Transcribe the lines below verbatim, skipping the images.
-- RECORD LIST start --
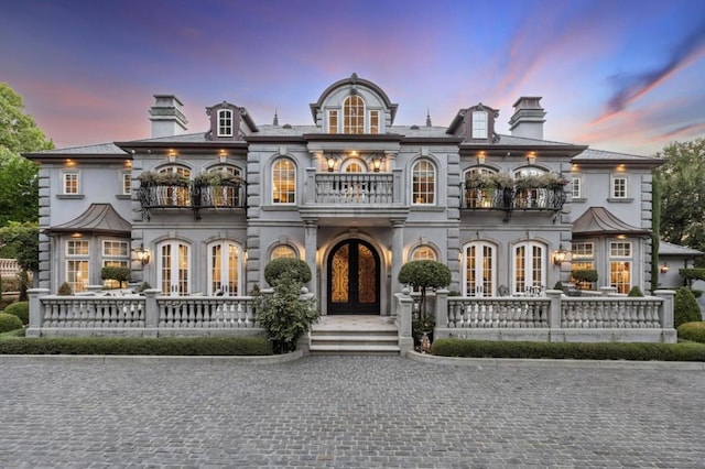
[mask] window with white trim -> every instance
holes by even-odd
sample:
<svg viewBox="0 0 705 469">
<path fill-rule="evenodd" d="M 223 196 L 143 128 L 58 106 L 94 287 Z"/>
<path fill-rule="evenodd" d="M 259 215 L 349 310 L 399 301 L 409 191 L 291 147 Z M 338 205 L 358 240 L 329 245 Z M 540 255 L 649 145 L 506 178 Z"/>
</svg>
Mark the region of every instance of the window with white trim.
<svg viewBox="0 0 705 469">
<path fill-rule="evenodd" d="M 272 204 L 296 203 L 296 166 L 282 157 L 272 166 Z"/>
<path fill-rule="evenodd" d="M 66 241 L 66 282 L 74 293 L 83 292 L 90 280 L 88 271 L 89 244 L 87 240 Z"/>
<path fill-rule="evenodd" d="M 436 168 L 429 160 L 414 163 L 411 181 L 411 200 L 414 205 L 433 205 L 436 195 Z"/>
<path fill-rule="evenodd" d="M 232 111 L 218 110 L 218 137 L 232 137 Z"/>
</svg>

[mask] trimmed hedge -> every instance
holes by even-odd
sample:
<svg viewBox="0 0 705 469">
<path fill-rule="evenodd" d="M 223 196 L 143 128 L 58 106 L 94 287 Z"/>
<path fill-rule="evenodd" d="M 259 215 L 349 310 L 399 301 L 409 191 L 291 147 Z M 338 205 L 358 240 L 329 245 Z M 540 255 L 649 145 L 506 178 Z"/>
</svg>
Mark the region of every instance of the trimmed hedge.
<svg viewBox="0 0 705 469">
<path fill-rule="evenodd" d="M 273 352 L 263 337 L 9 337 L 0 340 L 0 355 L 270 356 Z"/>
<path fill-rule="evenodd" d="M 679 339 L 692 340 L 694 342 L 705 343 L 705 323 L 685 323 L 676 329 Z"/>
<path fill-rule="evenodd" d="M 30 324 L 30 302 L 12 303 L 2 313 L 19 317 L 23 325 Z"/>
<path fill-rule="evenodd" d="M 705 346 L 699 343 L 576 343 L 437 339 L 431 346 L 431 353 L 466 358 L 705 361 Z"/>
</svg>

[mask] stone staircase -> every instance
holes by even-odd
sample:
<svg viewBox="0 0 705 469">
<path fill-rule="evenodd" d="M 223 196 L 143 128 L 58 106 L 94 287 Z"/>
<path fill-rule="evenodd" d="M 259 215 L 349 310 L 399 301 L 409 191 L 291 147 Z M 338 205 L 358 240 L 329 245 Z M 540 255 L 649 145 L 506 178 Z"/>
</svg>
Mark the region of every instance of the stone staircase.
<svg viewBox="0 0 705 469">
<path fill-rule="evenodd" d="M 397 326 L 389 316 L 322 316 L 310 335 L 311 355 L 399 356 Z"/>
</svg>

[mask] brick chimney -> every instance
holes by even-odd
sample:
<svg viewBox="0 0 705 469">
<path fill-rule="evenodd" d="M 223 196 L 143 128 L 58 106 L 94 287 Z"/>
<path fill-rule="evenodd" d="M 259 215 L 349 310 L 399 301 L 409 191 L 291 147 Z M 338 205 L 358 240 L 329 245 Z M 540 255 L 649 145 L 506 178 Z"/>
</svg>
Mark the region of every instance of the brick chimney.
<svg viewBox="0 0 705 469">
<path fill-rule="evenodd" d="M 150 108 L 152 138 L 180 135 L 186 131 L 184 105 L 174 95 L 154 95 L 154 106 Z"/>
<path fill-rule="evenodd" d="M 543 122 L 546 111 L 540 96 L 522 96 L 514 102 L 514 114 L 509 119 L 509 130 L 514 137 L 543 140 Z"/>
</svg>

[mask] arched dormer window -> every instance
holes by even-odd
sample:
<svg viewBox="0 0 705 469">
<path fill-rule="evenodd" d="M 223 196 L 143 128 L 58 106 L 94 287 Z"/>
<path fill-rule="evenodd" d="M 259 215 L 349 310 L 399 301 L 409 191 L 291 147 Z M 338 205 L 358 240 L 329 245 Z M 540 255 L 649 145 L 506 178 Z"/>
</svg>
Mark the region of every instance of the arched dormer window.
<svg viewBox="0 0 705 469">
<path fill-rule="evenodd" d="M 232 111 L 230 109 L 218 111 L 218 137 L 232 137 Z"/>
<path fill-rule="evenodd" d="M 365 102 L 357 95 L 343 103 L 343 133 L 365 133 Z"/>
</svg>

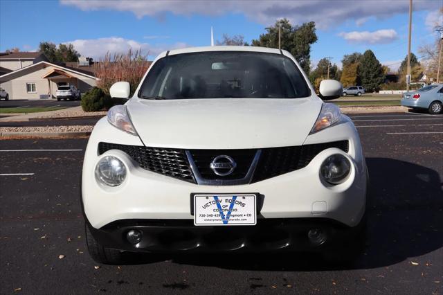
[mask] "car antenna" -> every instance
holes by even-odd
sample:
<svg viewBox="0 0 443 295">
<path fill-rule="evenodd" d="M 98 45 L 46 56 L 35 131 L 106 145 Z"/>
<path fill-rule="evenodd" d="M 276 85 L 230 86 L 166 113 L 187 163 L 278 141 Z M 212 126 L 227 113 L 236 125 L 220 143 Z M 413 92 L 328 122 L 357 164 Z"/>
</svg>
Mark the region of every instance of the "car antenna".
<svg viewBox="0 0 443 295">
<path fill-rule="evenodd" d="M 213 27 L 210 27 L 210 46 L 214 46 L 214 34 L 213 33 Z"/>
</svg>

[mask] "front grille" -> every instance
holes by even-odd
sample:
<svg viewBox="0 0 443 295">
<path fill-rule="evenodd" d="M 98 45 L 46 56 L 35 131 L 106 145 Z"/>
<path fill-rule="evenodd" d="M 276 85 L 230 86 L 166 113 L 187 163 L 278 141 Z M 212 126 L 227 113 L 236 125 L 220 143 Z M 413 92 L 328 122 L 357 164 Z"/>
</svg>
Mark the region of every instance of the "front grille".
<svg viewBox="0 0 443 295">
<path fill-rule="evenodd" d="M 317 154 L 330 148 L 337 148 L 347 152 L 349 143 L 347 141 L 341 141 L 262 149 L 251 182 L 260 181 L 306 167 Z"/>
<path fill-rule="evenodd" d="M 240 179 L 246 175 L 257 150 L 192 150 L 190 152 L 201 177 L 208 180 L 230 180 Z M 230 157 L 237 163 L 232 174 L 225 177 L 217 175 L 210 167 L 214 158 L 222 154 Z"/>
<path fill-rule="evenodd" d="M 143 169 L 195 183 L 195 179 L 184 150 L 150 148 L 100 143 L 98 154 L 109 150 L 120 150 L 127 153 Z"/>
<path fill-rule="evenodd" d="M 349 142 L 341 141 L 262 149 L 262 154 L 250 183 L 260 181 L 306 167 L 318 153 L 330 148 L 337 148 L 347 152 Z M 114 149 L 127 154 L 143 169 L 186 181 L 197 183 L 184 150 L 108 143 L 98 144 L 99 154 Z M 256 149 L 190 150 L 200 175 L 210 181 L 244 178 L 251 167 L 256 152 Z M 212 160 L 221 154 L 232 157 L 237 163 L 237 168 L 233 172 L 226 177 L 216 175 L 210 168 Z"/>
</svg>

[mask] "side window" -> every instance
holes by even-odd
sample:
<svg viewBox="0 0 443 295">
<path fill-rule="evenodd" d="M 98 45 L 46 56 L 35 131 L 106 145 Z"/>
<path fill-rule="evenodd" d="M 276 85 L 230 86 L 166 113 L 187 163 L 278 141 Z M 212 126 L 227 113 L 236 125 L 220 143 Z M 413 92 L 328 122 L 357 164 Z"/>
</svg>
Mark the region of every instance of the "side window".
-- RECORD LIST end --
THE COMPLETED TASK
[mask] window with white trim -> every instance
holes by even-odd
sample:
<svg viewBox="0 0 705 469">
<path fill-rule="evenodd" d="M 223 196 L 143 128 L 58 106 L 94 287 Z"/>
<path fill-rule="evenodd" d="M 259 215 L 349 310 L 399 301 L 409 191 L 291 147 Z M 338 205 L 358 240 L 329 245 Z M 540 255 L 649 145 L 506 178 Z"/>
</svg>
Mark the region of every instance of the window with white trim.
<svg viewBox="0 0 705 469">
<path fill-rule="evenodd" d="M 272 204 L 296 203 L 296 166 L 282 157 L 272 166 Z"/>
<path fill-rule="evenodd" d="M 66 241 L 66 282 L 74 293 L 83 292 L 90 280 L 88 271 L 89 244 L 87 240 Z"/>
<path fill-rule="evenodd" d="M 436 168 L 429 160 L 414 163 L 411 181 L 411 200 L 414 205 L 433 205 L 436 195 Z"/>
<path fill-rule="evenodd" d="M 232 111 L 218 110 L 218 137 L 232 137 Z"/>
</svg>

[mask] trimmed hedge -> every instance
holes by even-odd
sample:
<svg viewBox="0 0 705 469">
<path fill-rule="evenodd" d="M 223 196 L 143 128 L 58 106 L 94 287 Z"/>
<path fill-rule="evenodd" d="M 259 215 L 349 310 L 399 301 L 409 191 L 291 147 Z M 338 205 L 358 240 L 329 245 Z M 540 255 L 649 145 L 506 178 Z"/>
</svg>
Mark the region of every instance of the trimmed hedge.
<svg viewBox="0 0 705 469">
<path fill-rule="evenodd" d="M 273 352 L 263 337 L 9 337 L 0 340 L 0 355 L 270 356 Z"/>
<path fill-rule="evenodd" d="M 679 339 L 692 340 L 694 342 L 705 343 L 705 323 L 685 323 L 676 329 Z"/>
<path fill-rule="evenodd" d="M 30 324 L 30 302 L 12 303 L 2 313 L 19 317 L 23 325 Z"/>
<path fill-rule="evenodd" d="M 705 346 L 699 343 L 576 343 L 437 339 L 431 346 L 431 353 L 466 358 L 705 361 Z"/>
</svg>

[mask] stone staircase -> every instance
holes by even-odd
sample:
<svg viewBox="0 0 705 469">
<path fill-rule="evenodd" d="M 223 196 L 143 128 L 58 106 L 94 287 Z"/>
<path fill-rule="evenodd" d="M 259 215 L 349 310 L 399 301 L 409 191 L 291 147 Z M 338 205 L 358 240 L 329 245 Z M 540 255 L 649 145 L 506 178 Z"/>
</svg>
Mark the region of every instance of the stone staircase.
<svg viewBox="0 0 705 469">
<path fill-rule="evenodd" d="M 397 326 L 389 316 L 322 316 L 310 335 L 311 355 L 399 356 Z"/>
</svg>

[mask] brick chimney -> every instance
holes by even-odd
sample:
<svg viewBox="0 0 705 469">
<path fill-rule="evenodd" d="M 223 196 L 143 128 L 58 106 L 94 287 Z"/>
<path fill-rule="evenodd" d="M 259 215 L 349 310 L 399 301 L 409 191 L 291 147 Z M 338 205 L 358 240 L 329 245 Z M 540 255 L 649 145 L 506 178 Z"/>
</svg>
Mark the region of every instance of the brick chimney.
<svg viewBox="0 0 705 469">
<path fill-rule="evenodd" d="M 150 108 L 152 138 L 180 135 L 186 131 L 184 105 L 174 95 L 154 95 L 154 106 Z"/>
<path fill-rule="evenodd" d="M 543 122 L 546 111 L 540 96 L 522 96 L 514 102 L 514 114 L 509 119 L 509 130 L 514 137 L 543 140 Z"/>
</svg>

[mask] arched dormer window -> every instance
holes by even-odd
sample:
<svg viewBox="0 0 705 469">
<path fill-rule="evenodd" d="M 223 196 L 143 128 L 58 106 L 94 287 Z"/>
<path fill-rule="evenodd" d="M 259 215 L 349 310 L 399 301 L 409 191 L 291 147 Z M 338 205 L 358 240 L 329 245 Z M 540 255 L 649 145 L 506 178 Z"/>
</svg>
Mark the region of every instance of the arched dormer window.
<svg viewBox="0 0 705 469">
<path fill-rule="evenodd" d="M 232 111 L 230 109 L 218 111 L 218 137 L 232 137 Z"/>
<path fill-rule="evenodd" d="M 365 102 L 357 95 L 343 103 L 343 133 L 365 133 Z"/>
</svg>

[mask] "car antenna" -> every instance
holes by even-odd
sample:
<svg viewBox="0 0 443 295">
<path fill-rule="evenodd" d="M 98 45 L 46 56 L 35 131 L 106 145 Z"/>
<path fill-rule="evenodd" d="M 276 85 L 230 86 L 166 113 L 187 163 L 278 141 Z M 212 126 L 227 113 L 236 125 L 220 143 Z M 413 92 L 328 122 L 357 164 Z"/>
</svg>
Mark the region of every instance of the "car antenna".
<svg viewBox="0 0 443 295">
<path fill-rule="evenodd" d="M 213 27 L 210 27 L 210 46 L 214 46 L 214 34 L 213 33 Z"/>
</svg>

[mask] "front grille" -> every instance
holes by even-odd
sample:
<svg viewBox="0 0 443 295">
<path fill-rule="evenodd" d="M 98 45 L 46 56 L 35 131 L 106 145 Z"/>
<path fill-rule="evenodd" d="M 276 85 L 230 86 L 166 113 L 187 163 L 278 141 Z M 212 126 L 227 113 L 236 125 L 220 143 Z M 413 92 L 328 122 L 357 164 Z"/>
</svg>
Mark the region of every instance of the "front grille".
<svg viewBox="0 0 443 295">
<path fill-rule="evenodd" d="M 317 154 L 330 148 L 337 148 L 347 152 L 349 143 L 347 141 L 341 141 L 262 149 L 251 182 L 260 181 L 306 167 Z"/>
<path fill-rule="evenodd" d="M 240 179 L 246 175 L 257 150 L 192 150 L 190 152 L 201 177 L 208 180 L 230 180 Z M 230 157 L 237 163 L 232 174 L 225 177 L 217 175 L 210 167 L 214 158 L 222 154 Z"/>
<path fill-rule="evenodd" d="M 143 169 L 195 183 L 195 179 L 184 150 L 150 148 L 100 143 L 98 154 L 109 150 L 120 150 L 127 153 Z"/>
<path fill-rule="evenodd" d="M 349 142 L 341 141 L 262 149 L 262 154 L 250 183 L 260 181 L 306 167 L 318 153 L 330 148 L 337 148 L 347 152 Z M 114 149 L 127 154 L 143 169 L 186 181 L 197 183 L 184 150 L 108 143 L 98 144 L 99 154 Z M 256 149 L 190 150 L 200 175 L 210 181 L 244 178 L 251 167 L 256 152 Z M 212 160 L 221 154 L 232 157 L 237 163 L 237 168 L 233 172 L 226 177 L 216 175 L 210 168 Z"/>
</svg>

[mask] "side window" -> every instance
holes by even-odd
sample:
<svg viewBox="0 0 443 295">
<path fill-rule="evenodd" d="M 98 45 L 46 56 L 35 131 L 106 145 Z"/>
<path fill-rule="evenodd" d="M 276 85 L 230 86 L 166 113 L 187 163 L 278 141 Z M 212 126 L 227 113 L 236 125 L 220 143 Z M 413 92 L 328 122 L 357 164 Z"/>
</svg>
Mark the region of every instance of the "side window".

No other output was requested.